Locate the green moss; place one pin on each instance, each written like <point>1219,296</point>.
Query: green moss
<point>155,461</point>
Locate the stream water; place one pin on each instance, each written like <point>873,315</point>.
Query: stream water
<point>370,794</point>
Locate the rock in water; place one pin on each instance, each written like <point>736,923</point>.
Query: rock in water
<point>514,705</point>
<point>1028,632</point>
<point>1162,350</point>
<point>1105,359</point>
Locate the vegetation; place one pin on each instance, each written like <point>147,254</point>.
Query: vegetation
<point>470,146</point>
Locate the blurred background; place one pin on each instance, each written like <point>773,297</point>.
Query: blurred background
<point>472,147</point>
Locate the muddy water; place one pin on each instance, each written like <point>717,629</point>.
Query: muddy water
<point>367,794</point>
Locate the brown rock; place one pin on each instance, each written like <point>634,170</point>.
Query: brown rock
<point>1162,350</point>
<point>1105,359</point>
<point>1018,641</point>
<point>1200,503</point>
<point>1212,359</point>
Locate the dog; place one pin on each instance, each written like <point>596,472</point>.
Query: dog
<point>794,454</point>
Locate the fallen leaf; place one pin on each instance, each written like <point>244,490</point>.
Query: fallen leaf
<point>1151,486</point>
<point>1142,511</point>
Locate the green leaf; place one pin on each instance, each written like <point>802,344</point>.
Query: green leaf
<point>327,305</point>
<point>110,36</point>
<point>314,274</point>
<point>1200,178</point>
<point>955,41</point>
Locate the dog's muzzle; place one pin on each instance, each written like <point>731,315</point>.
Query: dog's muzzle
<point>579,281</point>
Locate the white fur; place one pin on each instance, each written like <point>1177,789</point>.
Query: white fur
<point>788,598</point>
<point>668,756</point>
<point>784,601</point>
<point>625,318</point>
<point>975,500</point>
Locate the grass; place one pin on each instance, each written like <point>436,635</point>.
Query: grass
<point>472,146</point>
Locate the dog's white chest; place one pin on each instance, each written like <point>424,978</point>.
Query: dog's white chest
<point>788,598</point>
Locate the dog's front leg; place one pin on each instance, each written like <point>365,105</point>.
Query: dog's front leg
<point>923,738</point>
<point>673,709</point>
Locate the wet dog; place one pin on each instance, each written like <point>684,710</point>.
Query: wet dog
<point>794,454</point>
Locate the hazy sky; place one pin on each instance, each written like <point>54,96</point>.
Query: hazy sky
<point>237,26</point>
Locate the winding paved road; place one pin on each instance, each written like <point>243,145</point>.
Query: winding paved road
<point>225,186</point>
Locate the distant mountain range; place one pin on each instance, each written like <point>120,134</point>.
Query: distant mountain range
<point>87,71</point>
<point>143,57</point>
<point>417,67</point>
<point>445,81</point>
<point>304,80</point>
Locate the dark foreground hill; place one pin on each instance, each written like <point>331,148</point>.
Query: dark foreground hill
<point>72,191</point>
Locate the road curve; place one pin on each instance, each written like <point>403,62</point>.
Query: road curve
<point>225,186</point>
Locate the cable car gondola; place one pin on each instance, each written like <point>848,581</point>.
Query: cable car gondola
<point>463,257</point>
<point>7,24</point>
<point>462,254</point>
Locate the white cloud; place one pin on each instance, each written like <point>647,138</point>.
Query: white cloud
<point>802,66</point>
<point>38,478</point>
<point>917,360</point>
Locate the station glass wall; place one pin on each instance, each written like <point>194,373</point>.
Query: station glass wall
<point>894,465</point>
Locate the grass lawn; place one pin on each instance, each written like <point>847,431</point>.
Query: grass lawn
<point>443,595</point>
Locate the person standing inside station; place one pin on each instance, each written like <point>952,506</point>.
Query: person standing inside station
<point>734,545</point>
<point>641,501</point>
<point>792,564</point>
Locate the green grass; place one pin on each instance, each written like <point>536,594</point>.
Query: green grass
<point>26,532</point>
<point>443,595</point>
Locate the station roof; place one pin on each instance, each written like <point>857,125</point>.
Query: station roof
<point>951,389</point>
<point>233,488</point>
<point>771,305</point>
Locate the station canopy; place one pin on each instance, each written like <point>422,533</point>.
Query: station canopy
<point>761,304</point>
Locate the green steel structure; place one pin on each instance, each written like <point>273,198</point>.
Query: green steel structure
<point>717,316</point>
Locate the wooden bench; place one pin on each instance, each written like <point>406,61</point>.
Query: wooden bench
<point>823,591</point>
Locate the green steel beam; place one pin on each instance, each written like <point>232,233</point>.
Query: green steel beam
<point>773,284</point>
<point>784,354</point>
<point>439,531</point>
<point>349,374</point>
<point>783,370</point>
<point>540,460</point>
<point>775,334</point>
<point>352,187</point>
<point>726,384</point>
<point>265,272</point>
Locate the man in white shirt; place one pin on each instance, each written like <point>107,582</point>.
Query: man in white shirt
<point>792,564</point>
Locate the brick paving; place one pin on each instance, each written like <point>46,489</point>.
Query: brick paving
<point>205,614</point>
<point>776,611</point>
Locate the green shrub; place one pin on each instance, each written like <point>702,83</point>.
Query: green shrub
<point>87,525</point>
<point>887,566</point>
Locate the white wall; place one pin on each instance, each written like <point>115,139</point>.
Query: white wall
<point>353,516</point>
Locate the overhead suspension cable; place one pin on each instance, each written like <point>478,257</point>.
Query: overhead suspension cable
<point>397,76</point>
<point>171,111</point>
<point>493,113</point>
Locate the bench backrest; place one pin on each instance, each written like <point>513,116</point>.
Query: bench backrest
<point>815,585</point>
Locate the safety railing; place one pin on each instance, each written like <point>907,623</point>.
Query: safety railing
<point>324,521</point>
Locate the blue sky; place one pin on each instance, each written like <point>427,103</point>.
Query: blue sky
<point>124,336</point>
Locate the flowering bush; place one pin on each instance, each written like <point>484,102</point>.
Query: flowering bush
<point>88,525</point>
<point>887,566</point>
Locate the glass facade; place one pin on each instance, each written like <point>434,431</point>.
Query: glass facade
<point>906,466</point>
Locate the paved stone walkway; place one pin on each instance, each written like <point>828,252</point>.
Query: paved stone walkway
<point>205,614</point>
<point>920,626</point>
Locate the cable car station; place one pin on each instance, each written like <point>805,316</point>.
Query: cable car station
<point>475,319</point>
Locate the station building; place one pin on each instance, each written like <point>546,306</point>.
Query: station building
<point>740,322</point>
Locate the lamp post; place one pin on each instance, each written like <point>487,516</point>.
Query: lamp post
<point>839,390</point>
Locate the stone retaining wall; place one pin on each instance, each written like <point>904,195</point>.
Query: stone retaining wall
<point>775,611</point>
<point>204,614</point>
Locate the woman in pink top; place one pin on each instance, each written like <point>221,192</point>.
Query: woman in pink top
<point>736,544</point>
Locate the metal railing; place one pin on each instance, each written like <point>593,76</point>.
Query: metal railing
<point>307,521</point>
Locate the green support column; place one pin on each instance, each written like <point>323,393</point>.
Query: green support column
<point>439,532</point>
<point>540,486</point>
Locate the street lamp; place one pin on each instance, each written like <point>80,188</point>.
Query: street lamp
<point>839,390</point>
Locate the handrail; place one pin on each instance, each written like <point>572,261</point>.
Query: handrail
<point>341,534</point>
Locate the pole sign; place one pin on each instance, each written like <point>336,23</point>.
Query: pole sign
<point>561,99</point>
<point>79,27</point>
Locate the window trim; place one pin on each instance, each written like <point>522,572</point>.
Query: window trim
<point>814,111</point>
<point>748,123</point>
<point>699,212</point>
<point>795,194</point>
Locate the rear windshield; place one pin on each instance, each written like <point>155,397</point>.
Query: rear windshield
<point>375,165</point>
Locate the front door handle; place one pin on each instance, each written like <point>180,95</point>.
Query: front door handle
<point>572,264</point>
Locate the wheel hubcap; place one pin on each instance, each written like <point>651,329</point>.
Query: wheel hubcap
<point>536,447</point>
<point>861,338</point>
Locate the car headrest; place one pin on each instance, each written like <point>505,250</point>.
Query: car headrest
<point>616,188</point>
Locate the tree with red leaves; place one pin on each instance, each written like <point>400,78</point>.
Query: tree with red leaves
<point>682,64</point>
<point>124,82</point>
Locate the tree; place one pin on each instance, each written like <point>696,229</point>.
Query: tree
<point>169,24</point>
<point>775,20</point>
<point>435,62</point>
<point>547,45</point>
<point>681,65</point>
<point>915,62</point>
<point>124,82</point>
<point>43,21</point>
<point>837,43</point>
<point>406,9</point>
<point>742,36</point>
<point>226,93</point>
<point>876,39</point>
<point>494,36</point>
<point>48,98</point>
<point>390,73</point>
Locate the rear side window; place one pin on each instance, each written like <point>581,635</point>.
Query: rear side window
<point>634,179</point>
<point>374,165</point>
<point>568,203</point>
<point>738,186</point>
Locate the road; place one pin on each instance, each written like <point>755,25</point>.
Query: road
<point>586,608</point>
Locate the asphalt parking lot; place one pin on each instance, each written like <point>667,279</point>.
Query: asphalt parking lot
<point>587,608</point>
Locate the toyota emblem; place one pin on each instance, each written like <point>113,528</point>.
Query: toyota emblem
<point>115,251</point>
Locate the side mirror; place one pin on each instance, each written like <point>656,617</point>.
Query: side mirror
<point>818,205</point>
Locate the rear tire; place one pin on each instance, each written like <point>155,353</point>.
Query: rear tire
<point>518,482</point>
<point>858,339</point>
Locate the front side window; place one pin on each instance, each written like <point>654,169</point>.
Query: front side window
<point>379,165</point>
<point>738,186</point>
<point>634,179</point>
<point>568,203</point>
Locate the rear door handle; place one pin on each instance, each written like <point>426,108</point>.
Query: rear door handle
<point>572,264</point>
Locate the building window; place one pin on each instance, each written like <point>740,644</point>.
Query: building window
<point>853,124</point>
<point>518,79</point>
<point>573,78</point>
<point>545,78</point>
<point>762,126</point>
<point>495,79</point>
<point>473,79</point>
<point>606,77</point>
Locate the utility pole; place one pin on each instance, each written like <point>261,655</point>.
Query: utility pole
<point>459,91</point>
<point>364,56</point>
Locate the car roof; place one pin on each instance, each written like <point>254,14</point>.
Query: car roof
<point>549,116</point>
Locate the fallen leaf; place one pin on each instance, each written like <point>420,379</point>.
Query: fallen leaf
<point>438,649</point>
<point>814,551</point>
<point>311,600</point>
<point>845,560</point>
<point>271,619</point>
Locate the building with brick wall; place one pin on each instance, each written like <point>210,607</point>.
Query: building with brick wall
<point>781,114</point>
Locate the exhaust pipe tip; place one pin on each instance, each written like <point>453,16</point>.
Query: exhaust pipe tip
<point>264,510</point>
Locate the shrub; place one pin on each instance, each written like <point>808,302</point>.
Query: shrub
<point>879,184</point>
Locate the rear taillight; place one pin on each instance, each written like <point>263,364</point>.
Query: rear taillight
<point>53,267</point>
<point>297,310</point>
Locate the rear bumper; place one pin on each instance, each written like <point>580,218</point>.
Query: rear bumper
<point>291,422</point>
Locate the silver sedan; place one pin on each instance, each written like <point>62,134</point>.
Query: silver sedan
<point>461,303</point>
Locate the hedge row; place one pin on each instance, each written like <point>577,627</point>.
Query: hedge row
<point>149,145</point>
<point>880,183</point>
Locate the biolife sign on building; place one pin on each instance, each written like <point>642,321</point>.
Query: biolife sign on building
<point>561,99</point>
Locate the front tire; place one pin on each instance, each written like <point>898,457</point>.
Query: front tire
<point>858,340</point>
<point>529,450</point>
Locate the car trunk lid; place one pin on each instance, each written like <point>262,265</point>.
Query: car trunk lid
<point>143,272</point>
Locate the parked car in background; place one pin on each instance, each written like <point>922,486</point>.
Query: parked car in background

*-*-*

» Task description
Can you reproduce, word for word, the stretch of lines above from the one containing "Locate the road curve;" through the one containing "<point>894,465</point>", with both of those lines included?

» Response for this exercise
Locate the road curve; place one pin on each instance, each written like <point>403,62</point>.
Query: road curve
<point>225,186</point>
Locate the cable car gondola; place one pin on each instance, each written like <point>848,581</point>.
Query: cable car gondola
<point>463,257</point>
<point>7,24</point>
<point>462,254</point>
Locate the white cloud; place one pin on each instance, each written like <point>647,138</point>.
Query: white cloud
<point>802,66</point>
<point>38,478</point>
<point>917,360</point>
Locate the station glass wall; place one pin on each instance, each written like <point>194,373</point>.
Query: station glass wall
<point>894,465</point>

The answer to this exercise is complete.